▶ _EXERCISE DETAILS_
Give the lines of the records, from the line containing "point: the soft" through the end of the records, as a JSON list of strings with one string per line and blank lines left out.

▶ _TASK DATA_
★ ★ ★ ★ ★

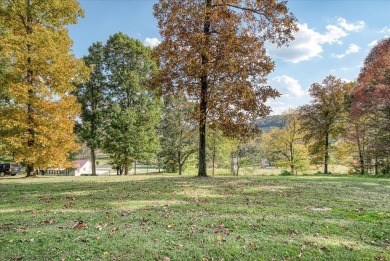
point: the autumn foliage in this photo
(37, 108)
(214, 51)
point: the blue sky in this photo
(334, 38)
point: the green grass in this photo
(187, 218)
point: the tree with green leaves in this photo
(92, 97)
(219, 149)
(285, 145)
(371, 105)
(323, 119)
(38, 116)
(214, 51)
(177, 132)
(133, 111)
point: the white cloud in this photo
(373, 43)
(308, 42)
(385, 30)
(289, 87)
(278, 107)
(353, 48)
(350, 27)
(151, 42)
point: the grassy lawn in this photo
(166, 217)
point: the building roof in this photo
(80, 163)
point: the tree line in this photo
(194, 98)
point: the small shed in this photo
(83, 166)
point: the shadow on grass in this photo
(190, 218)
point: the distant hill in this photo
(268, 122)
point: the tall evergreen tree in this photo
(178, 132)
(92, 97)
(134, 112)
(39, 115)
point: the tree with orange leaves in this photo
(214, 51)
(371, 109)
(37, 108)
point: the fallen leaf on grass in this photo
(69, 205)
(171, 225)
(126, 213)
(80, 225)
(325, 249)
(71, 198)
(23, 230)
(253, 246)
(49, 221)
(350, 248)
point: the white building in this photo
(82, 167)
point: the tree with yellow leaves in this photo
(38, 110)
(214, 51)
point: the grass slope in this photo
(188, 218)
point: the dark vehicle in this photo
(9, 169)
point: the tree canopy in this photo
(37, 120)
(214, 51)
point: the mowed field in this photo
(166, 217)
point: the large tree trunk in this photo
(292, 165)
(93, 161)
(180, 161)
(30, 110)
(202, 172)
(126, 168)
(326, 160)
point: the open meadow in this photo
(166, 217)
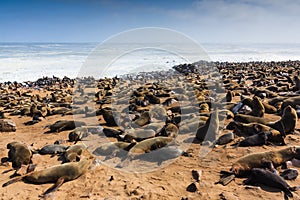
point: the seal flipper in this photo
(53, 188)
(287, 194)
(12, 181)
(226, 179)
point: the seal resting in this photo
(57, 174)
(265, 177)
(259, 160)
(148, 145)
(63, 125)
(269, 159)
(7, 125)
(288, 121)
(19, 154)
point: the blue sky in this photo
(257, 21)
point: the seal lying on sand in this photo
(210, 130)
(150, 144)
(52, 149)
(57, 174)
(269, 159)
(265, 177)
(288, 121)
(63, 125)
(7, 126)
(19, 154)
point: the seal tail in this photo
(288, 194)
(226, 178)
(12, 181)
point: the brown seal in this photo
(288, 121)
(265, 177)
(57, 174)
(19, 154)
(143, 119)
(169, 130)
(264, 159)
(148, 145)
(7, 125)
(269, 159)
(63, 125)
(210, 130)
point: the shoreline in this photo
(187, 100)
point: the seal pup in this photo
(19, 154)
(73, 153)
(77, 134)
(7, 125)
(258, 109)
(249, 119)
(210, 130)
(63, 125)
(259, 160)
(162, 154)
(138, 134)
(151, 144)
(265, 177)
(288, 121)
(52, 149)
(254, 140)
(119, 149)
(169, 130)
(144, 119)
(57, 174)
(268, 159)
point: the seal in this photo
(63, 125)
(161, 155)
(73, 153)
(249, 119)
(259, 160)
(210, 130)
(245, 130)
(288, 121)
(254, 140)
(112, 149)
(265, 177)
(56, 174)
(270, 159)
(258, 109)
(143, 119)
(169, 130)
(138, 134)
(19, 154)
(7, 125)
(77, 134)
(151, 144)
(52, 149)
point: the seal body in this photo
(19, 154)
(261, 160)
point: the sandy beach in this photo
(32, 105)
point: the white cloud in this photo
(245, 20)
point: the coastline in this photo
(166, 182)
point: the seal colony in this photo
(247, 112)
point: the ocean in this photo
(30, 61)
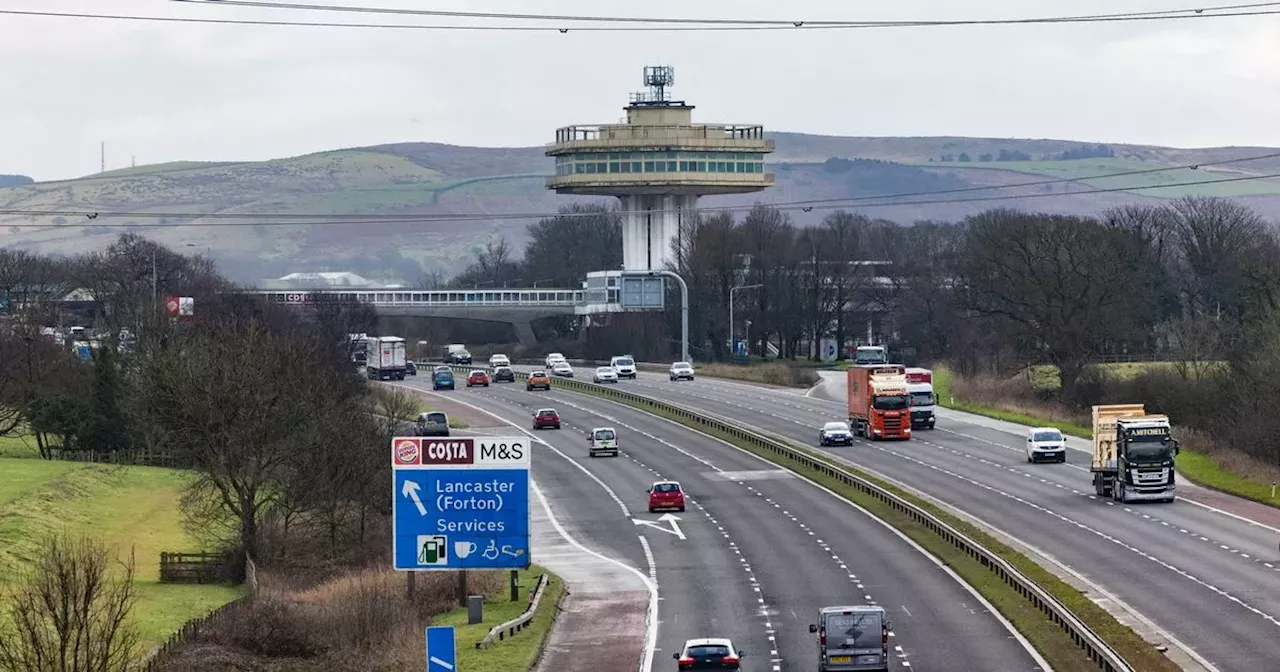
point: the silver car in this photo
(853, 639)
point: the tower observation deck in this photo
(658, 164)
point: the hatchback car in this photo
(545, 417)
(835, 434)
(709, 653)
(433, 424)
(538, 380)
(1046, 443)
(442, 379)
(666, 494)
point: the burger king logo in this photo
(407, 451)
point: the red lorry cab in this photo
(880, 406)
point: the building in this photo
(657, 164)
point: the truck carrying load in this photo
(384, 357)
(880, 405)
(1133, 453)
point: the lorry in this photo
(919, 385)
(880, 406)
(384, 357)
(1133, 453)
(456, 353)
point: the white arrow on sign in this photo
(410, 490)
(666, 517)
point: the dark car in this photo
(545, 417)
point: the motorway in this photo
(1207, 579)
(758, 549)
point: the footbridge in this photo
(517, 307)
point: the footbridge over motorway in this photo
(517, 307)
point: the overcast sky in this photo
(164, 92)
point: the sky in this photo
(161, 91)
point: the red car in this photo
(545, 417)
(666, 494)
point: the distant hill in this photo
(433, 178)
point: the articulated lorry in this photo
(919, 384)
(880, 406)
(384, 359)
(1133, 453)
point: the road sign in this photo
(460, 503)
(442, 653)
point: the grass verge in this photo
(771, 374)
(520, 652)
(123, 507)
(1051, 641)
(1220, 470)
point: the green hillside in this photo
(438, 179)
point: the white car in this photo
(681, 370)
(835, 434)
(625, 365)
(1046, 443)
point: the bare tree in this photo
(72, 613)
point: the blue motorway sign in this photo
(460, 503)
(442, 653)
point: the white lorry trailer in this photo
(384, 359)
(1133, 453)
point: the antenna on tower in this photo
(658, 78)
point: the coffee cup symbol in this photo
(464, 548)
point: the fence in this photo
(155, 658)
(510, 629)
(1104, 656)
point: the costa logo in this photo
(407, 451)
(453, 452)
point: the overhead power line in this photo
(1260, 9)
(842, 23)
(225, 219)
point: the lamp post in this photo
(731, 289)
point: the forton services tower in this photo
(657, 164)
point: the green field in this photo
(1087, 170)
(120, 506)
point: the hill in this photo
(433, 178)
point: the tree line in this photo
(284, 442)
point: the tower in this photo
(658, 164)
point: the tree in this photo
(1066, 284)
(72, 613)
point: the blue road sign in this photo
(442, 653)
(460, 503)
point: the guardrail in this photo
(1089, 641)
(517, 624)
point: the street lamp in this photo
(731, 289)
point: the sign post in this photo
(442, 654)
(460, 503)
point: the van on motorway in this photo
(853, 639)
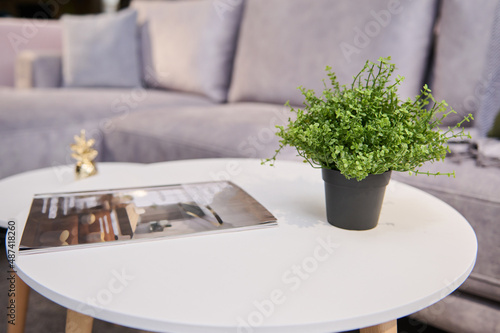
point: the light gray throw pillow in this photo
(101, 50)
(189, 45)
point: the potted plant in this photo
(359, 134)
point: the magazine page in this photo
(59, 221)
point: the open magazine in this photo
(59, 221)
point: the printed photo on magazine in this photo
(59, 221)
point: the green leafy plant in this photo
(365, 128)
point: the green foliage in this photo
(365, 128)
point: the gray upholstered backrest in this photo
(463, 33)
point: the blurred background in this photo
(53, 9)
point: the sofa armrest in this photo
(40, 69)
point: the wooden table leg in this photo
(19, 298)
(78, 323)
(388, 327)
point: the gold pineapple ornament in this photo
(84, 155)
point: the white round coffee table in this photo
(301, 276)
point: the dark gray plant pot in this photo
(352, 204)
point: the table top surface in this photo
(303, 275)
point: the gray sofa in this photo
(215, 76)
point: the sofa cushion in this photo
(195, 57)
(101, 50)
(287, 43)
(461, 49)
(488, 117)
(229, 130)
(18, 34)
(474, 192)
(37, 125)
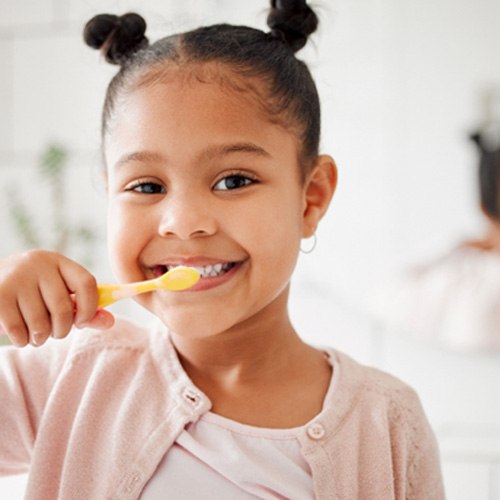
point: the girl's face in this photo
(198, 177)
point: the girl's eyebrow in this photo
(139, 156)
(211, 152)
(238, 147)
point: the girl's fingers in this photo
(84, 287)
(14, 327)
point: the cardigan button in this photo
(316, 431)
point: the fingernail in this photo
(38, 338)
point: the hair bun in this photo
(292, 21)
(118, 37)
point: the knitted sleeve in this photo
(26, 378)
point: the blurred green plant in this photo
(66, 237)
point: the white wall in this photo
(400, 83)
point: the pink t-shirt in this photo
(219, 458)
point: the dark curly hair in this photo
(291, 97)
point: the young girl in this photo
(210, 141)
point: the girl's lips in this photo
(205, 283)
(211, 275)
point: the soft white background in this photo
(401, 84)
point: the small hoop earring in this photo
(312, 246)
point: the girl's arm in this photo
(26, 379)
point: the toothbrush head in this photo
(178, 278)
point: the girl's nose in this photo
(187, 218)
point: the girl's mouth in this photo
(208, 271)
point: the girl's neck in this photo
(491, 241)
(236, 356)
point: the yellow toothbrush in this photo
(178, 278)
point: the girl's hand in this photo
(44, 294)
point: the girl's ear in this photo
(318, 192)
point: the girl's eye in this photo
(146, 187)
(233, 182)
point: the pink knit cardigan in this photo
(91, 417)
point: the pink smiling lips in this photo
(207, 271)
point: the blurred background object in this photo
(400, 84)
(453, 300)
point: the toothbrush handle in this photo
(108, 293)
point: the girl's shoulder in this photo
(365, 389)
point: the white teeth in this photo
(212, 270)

★ ★ ★ ★ ★

▶ _FINISHED EXERCISE_
[
  "point: the soft white background in this photo",
  "(401, 84)",
  "point: the small hoop earring in this photo",
  "(312, 246)",
  "point: the girl's arm in this photo",
  "(26, 379)",
  "point: the toothbrush head in this photo",
  "(178, 278)",
  "point: the girl's nose in this photo",
  "(187, 218)",
  "point: the girl's mouth in this photo",
  "(208, 271)",
  "point: the girl's neck in this photo",
  "(491, 241)",
  "(236, 356)",
  "point: the yellow toothbrush in this photo",
  "(178, 278)",
  "point: the girl's hand in this photo",
  "(44, 294)",
  "point: the girl's ear in this photo",
  "(318, 192)",
  "point: the girl's eye in this photo",
  "(146, 187)",
  "(233, 182)",
  "point: the pink knit cardigan in this photo",
  "(91, 417)",
  "point: the pink smiling lips in this photo",
  "(207, 271)",
  "point: the blurred background object in this photo",
  "(400, 84)",
  "(453, 300)",
  "point: the toothbrush handle in this photo",
  "(108, 293)",
  "point: the girl's shoulder in this photo",
  "(365, 389)",
  "point: the white teeth in this photo",
  "(212, 270)"
]